Rows from a collection:
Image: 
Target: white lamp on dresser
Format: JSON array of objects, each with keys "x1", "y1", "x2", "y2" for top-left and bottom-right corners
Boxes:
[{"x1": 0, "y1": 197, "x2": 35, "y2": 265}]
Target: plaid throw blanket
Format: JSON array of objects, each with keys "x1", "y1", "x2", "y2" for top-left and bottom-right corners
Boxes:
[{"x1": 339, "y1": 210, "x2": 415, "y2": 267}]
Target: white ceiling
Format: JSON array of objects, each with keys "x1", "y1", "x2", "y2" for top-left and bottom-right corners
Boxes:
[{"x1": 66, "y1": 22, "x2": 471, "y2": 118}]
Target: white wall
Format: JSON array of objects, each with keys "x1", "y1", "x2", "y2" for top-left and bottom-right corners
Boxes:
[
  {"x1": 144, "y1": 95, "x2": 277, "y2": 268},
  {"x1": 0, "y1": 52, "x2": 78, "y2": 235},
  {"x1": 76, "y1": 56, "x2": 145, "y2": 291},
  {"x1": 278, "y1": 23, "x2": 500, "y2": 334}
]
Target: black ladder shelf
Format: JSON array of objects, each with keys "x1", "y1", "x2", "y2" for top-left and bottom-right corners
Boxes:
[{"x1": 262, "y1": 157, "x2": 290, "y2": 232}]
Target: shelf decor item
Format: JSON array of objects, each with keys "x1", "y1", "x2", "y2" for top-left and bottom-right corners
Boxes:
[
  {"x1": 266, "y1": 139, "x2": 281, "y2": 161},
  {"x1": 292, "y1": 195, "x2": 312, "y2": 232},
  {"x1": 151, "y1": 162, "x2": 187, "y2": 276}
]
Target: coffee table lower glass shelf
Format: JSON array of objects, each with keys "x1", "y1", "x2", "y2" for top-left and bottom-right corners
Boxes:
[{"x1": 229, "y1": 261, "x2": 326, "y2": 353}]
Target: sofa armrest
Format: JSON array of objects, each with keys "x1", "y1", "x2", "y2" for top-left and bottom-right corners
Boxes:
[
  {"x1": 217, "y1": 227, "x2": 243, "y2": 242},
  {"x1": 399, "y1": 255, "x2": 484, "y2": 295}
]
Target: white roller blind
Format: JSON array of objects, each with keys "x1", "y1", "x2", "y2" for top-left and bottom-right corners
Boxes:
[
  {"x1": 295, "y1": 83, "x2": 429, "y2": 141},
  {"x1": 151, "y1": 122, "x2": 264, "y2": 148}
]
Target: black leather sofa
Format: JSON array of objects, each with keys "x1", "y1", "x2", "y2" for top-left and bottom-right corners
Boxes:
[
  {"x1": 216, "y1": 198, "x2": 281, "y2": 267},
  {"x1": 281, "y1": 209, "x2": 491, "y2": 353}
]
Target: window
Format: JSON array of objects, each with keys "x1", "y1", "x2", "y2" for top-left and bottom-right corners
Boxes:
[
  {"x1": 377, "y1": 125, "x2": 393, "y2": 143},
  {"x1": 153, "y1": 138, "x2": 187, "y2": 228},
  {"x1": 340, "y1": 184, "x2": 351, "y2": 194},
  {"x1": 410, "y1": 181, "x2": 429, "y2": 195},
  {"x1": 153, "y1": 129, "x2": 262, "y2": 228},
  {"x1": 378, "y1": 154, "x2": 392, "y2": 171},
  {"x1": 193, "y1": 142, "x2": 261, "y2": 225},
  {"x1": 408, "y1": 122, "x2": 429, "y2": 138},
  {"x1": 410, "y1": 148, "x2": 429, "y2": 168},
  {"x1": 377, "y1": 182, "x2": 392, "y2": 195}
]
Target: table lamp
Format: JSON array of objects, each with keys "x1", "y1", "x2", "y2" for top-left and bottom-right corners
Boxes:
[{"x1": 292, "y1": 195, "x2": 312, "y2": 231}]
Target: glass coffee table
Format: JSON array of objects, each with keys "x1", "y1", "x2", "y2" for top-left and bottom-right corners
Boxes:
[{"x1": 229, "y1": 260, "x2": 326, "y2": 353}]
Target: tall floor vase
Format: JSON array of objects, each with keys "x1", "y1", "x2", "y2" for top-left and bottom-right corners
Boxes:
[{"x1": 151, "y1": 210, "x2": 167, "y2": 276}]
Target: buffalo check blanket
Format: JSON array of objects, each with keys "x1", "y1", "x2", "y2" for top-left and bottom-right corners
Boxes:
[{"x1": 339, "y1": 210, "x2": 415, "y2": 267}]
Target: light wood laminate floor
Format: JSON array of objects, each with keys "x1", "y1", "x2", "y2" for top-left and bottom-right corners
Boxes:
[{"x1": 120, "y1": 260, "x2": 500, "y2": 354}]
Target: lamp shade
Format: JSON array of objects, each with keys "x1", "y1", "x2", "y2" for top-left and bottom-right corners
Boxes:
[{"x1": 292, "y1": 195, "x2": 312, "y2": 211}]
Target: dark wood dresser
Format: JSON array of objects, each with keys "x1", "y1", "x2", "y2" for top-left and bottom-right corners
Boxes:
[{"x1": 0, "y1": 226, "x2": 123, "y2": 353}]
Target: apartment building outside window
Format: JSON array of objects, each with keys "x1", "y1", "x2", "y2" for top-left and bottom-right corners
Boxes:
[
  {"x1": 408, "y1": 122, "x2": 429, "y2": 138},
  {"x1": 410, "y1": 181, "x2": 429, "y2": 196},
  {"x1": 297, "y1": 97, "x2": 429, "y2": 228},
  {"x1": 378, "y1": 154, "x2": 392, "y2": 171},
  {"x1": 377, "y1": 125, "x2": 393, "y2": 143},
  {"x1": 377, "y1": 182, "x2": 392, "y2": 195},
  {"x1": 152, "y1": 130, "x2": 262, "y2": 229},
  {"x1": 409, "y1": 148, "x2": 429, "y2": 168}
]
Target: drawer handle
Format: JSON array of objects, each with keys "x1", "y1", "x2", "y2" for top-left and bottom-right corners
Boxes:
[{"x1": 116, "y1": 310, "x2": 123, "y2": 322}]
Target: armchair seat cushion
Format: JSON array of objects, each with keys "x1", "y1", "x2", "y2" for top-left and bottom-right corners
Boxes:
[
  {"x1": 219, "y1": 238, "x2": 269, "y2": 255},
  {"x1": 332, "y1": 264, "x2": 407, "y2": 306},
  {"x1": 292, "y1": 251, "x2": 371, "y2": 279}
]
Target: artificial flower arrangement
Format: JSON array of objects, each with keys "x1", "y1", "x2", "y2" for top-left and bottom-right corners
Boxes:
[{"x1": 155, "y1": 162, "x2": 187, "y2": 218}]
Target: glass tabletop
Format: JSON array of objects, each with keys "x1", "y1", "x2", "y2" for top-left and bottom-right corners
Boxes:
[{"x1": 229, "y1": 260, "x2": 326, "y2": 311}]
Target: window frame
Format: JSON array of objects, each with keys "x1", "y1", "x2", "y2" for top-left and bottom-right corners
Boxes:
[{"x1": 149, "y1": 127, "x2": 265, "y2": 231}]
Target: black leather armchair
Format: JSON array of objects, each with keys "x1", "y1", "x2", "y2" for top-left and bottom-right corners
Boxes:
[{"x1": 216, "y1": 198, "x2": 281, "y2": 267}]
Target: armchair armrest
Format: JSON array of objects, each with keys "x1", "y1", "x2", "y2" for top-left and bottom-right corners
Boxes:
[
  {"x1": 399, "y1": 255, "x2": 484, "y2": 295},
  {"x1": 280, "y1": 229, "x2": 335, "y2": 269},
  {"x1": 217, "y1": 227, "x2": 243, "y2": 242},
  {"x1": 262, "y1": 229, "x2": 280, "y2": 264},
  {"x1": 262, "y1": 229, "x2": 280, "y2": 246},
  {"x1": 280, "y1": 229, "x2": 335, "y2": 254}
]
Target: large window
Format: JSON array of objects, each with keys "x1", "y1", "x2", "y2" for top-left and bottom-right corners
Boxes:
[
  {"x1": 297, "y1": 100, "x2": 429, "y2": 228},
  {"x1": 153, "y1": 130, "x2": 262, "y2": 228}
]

TASK STATEMENT: Please write out the rows from the line with "Target: large window" through the end of the rows again, replacing "large window" with "wide window" and keeping everything else unchanged.

SOLUTION:
Target: wide window
Format: JSON array of objects, each with keys "x1", "y1", "x2", "y2" for top-left and bottom-right corners
Boxes:
[
  {"x1": 297, "y1": 100, "x2": 429, "y2": 228},
  {"x1": 153, "y1": 130, "x2": 262, "y2": 228}
]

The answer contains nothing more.